## ПОРЯДОК ВЫПОЛНЕНИЯ
Перепишите полностью участок материала ниже, который открывается строкой, содержащей «the form (371,367);», и закрывается концом материала, включая обе границы. Масштабируйте все координаты в ответах, умножив их на 1,95 и округлив до целых (половины вверх), а прочие числа оставьте без изменений.
━━━━━━
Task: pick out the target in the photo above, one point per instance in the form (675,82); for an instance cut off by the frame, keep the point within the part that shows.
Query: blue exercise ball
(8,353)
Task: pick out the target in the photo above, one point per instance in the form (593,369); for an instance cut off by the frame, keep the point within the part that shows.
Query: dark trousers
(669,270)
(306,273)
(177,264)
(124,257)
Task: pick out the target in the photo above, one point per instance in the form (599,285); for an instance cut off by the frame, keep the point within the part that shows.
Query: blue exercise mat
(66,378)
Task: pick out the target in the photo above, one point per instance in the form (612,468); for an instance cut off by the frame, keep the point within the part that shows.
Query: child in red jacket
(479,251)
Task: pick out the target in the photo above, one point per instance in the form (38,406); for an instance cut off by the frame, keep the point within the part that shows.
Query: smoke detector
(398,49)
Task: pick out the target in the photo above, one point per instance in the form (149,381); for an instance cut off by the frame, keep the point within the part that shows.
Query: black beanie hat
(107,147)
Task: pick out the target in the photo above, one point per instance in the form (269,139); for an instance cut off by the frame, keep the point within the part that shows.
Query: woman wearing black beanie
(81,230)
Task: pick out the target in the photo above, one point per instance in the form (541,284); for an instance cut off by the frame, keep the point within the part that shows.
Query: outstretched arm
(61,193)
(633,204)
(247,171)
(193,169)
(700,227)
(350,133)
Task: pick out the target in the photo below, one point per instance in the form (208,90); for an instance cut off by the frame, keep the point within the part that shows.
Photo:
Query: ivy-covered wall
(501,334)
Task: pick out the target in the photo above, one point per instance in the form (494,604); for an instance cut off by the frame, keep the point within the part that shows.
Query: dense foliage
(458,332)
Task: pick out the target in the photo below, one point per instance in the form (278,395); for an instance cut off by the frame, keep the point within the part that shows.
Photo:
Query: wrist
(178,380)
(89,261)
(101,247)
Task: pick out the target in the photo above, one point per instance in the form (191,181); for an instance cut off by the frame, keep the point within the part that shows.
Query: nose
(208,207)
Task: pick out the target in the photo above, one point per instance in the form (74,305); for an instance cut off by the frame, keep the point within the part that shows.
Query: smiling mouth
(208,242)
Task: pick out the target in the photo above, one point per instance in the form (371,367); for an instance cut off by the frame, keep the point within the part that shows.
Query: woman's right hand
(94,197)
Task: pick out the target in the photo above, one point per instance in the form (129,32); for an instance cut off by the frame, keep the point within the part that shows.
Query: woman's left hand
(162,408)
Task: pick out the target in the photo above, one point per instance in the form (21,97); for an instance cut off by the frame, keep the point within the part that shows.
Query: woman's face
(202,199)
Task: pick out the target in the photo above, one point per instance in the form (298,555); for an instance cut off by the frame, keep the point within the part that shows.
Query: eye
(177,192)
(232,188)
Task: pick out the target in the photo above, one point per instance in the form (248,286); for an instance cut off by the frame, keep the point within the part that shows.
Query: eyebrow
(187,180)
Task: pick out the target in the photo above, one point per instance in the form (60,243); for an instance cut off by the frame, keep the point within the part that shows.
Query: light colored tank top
━━━━━━
## РЕЗУЛЬТАТ УПРАЖНЕНИЯ
Task: pick out the target in the photo above, one point per instance in the form (371,367); for an instance cut off by the frame, keep the point within the part that shows.
Query: woman's right hand
(183,384)
Task: pick out the target in the photo above, one point per instance in the form (129,32); for an instance cut off by the frame, keep the point within the part that shows.
Query: woman's left hand
(316,796)
Task: pick out the target in the photo above, one point per instance in the form (21,97); for an instance cut off by the frame, keep the point within the part that shows.
Query: woman's face
(394,388)
Task: pick out the target in the photo above, one point per instance in the form (298,555); for an instance cut off by the frame, keep the point within the part that shows.
Query: eye
(345,374)
(452,367)
Task: pick out the target in the photo above, one point per instance in the form (248,286); for an instance cut off by the frame, keep the point within the part that shows.
Query: eyebrow
(365,351)
Task: pick out the target in the photo above, one point per instance in the form (60,243); for an instance cut off by the frame, keep the point within the part that shows.
Query: light colored tank top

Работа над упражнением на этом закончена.